▶ SET TASK A
Reproduce the passage of the Datafy Snapshots page from "Datafy Snapshots will" up to and including "with each other.".

▶ SOURCE TEXT
# Datafy Snapshots

{% hint style="info" %}
Datafy Snapshots are supported from version `1.30.0`!\
To restore volumes from Datafy Snapshots make sure you have the correct version installed before attaching the new volumes
{% endhint %}

## Datafy Snapshot Lifecycle

1. [**Create a Datafy Snapshot**](#creating-a-new-snapshot) - use the Datafy [`create-snapshot`](/resources/api.md#post-api-v1-volumes-volumeid-create-snapshot) API instead of the AWS `CreateSnapshot` API.
2. [**Manage Retention**](#snapshot-retention) - use your existing logic with the relevant volume tags to manage the retention of Datafy Snasphots.
3. [**Restoration**](#restoring-a-volume-from-a-datafy-snapshot) - use the Datafy [`create-volume-from-snapshot`](/resources/api.md#post-api-v1-volumes-create-from-snapshots) and [`attach`](/resources/api.md#post-api-v1-volumes-volumeid-attach) endpoints to create and attach a new autoscaling volume.

### Creating a Datafy Snapshot

To create a new Datafy Snapshot, call the [`create-snapshot` endpoint](/resources/api.md#post-api-v1-volumes-volumeid-create-snapshot) with the volume ID of the original volume managed by Datafy (as it appears in the Datafy dashboard). You should call the Datafy API wherever you currently call the AWS `CreateSnapshot` API.

{% hint style="info" %}
Datafy snapshots need to created directly, and cannot be created using AWS Data Lifecycle Manager (DLM)
{% endhint %}

Datafy Snapshots will create a separate snapshot for each underlying Datafy volume associated with the autoscaling volume. These snapshots have tags that identify them as Datafy snapshots, and help track their lineage. You can use these tags to identify the original volume the snapshot is associated with, and to identify all of the snapshots that were created together and are associated with each other.

▶ SUPPLIED DATA
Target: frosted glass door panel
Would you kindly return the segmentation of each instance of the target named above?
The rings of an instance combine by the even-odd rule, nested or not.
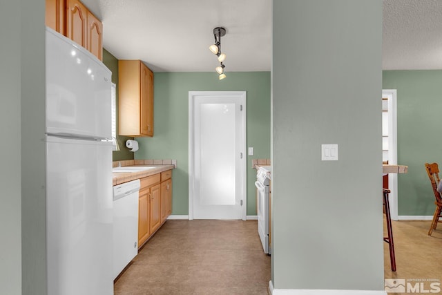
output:
[[[200,104],[201,185],[204,205],[235,204],[235,104]]]
[[[240,219],[244,140],[240,96],[193,102],[193,217]]]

▶ SET TASK B
Render every line of the entries above as a JSON list of strings, one string per line, skipping blank lines and leaving the pictures out.

▶ TASK SOLUTION A
Datafy Snapshots will create a separate snapshot for each underlying Datafy volume associated with the autoscaling volume. These snapshots have tags that identify them as Datafy snapshots, and help track their lineage. You can use these tags to identify the original volume the snapshot is associated with, and to identify all of the snapshots that were created together and are associated with each other.

▶ TASK SOLUTION B
[
  "Target: frosted glass door panel",
  "Would you kindly return the segmentation of each instance of the target named above?",
  "The rings of an instance combine by the even-odd rule, nested or not.",
  "output:",
  "[[[200,104],[201,185],[204,205],[235,204],[235,104]]]",
  "[[[240,219],[244,140],[240,96],[193,102],[193,217]]]"
]